◆ **Records from a dataset**:
· · ·

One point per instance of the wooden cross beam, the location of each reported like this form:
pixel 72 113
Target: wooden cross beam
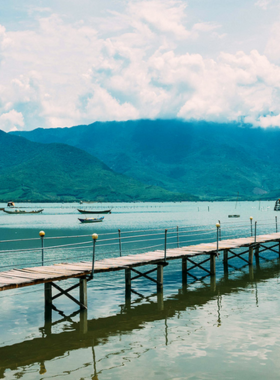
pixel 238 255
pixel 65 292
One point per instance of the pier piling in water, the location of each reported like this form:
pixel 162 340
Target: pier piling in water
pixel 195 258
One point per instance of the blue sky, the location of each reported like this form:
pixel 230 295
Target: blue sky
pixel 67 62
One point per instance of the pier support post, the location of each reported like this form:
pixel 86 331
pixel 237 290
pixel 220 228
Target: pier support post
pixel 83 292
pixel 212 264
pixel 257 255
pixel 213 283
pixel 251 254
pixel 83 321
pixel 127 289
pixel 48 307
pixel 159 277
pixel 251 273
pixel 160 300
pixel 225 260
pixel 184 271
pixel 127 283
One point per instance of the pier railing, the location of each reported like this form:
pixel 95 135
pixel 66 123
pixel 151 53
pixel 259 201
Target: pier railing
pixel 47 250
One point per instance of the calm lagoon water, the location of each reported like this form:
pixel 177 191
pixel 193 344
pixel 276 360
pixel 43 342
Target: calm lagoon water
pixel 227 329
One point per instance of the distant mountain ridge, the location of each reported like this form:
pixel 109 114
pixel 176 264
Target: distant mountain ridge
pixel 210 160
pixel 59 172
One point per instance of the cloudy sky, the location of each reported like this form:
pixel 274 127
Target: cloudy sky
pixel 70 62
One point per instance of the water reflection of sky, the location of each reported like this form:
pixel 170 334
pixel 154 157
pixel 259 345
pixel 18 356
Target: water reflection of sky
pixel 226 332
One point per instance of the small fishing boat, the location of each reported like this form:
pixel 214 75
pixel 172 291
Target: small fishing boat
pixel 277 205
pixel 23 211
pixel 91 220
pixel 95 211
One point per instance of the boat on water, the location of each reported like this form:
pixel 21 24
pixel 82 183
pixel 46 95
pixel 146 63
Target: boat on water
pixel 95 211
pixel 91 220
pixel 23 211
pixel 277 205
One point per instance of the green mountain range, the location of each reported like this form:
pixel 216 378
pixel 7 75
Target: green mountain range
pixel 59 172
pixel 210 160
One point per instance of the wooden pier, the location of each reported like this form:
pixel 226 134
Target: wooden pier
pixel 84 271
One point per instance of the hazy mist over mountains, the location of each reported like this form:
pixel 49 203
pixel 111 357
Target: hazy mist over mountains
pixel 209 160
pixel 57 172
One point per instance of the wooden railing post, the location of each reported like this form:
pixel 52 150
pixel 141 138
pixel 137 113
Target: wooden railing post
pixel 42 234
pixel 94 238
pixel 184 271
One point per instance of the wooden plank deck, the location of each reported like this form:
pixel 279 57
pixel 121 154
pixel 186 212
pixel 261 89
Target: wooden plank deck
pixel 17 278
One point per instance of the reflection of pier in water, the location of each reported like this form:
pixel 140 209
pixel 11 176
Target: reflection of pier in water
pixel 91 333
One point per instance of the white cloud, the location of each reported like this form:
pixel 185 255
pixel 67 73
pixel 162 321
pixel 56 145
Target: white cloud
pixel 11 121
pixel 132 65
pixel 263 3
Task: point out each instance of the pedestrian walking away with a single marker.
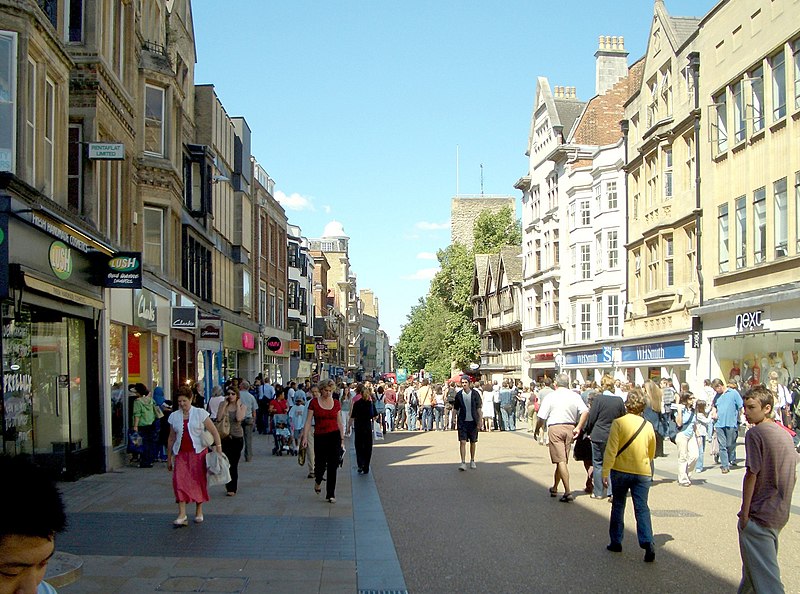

· · ·

◆ **WORK TO COMPLETE**: Pictures are to be left out; all other data must be returned exactly.

◆ **EXERCISE ANSWER**:
One point per instance of the wooden cross beam, the location of each reported like this form:
pixel 72 113
Target: wooden cross beam
pixel 238 255
pixel 65 292
One point per instance of the pier piling in water, the location of each reported like this form:
pixel 162 340
Target: pier piling in water
pixel 195 258
One point per instance of the blue sky, the location of each reported like this form:
pixel 230 295
Target: blue sky
pixel 67 62
One point per instance of the pier support post, the location of each reported like this form:
pixel 86 331
pixel 237 290
pixel 220 228
Target: pier support post
pixel 83 292
pixel 212 264
pixel 257 255
pixel 213 283
pixel 251 254
pixel 83 321
pixel 127 289
pixel 48 307
pixel 159 277
pixel 251 273
pixel 160 300
pixel 225 260
pixel 184 271
pixel 127 283
One point per instance of the pier railing, the location of each reported like this form:
pixel 95 135
pixel 66 123
pixel 151 53
pixel 259 201
Target: pier railing
pixel 47 250
One point per instance of the calm lagoon water, the location of each reported like this form:
pixel 177 191
pixel 193 344
pixel 276 360
pixel 43 342
Target: calm lagoon water
pixel 227 329
One point per instance of the distant mountain ridge, the location of each reported like this form:
pixel 109 114
pixel 176 264
Target: distant mountain ridge
pixel 210 160
pixel 59 172
One point per instance of the cloudy sky, the location of each reported like this form:
pixel 274 127
Target: cloudy sky
pixel 70 62
One point per instance of the water reflection of sky, the location of each reported like this form:
pixel 170 334
pixel 154 157
pixel 259 345
pixel 18 356
Target: water reflection of sky
pixel 226 332
One point per instance of the small fishing boat, the location of each reported like this form:
pixel 214 75
pixel 172 291
Target: small fishing boat
pixel 277 205
pixel 23 211
pixel 91 220
pixel 95 211
One point per instance of the boat on water, the location of each reported like this form:
pixel 21 24
pixel 82 183
pixel 46 95
pixel 146 63
Target: boat on water
pixel 95 211
pixel 91 220
pixel 23 211
pixel 277 205
One point per instance of the green mountain range, the location of each reported like this form:
pixel 216 378
pixel 7 75
Target: green mountain range
pixel 59 172
pixel 210 160
One point per instance of the wooden pier, the location of each reported like this form:
pixel 226 134
Target: wooden pier
pixel 84 271
One point per instance of the hazy mist over mountains, the location of each reported like this form:
pixel 49 203
pixel 111 357
Target: hazy mist over mountains
pixel 209 160
pixel 57 172
One point per instance of the wooden railing post, the location of each reported like this form:
pixel 52 150
pixel 141 138
pixel 137 113
Target: wooden railing post
pixel 42 234
pixel 94 238
pixel 184 271
One point per instance of the wooden plank deck, the location of each reported like this form:
pixel 279 57
pixel 121 154
pixel 186 212
pixel 261 89
Target: wooden plank deck
pixel 17 278
One point per instance of the reflection of pier in water, the location of each reported like this form:
pixel 140 209
pixel 11 176
Target: reflection of pier in water
pixel 91 333
One point per instance of the white cloud, the location of each reported like this form:
pixel 185 255
pixel 67 73
pixel 162 321
pixel 56 145
Target: white cloud
pixel 11 121
pixel 132 65
pixel 263 3
Task: point out each instance of the pedestrian walking away with a single marker.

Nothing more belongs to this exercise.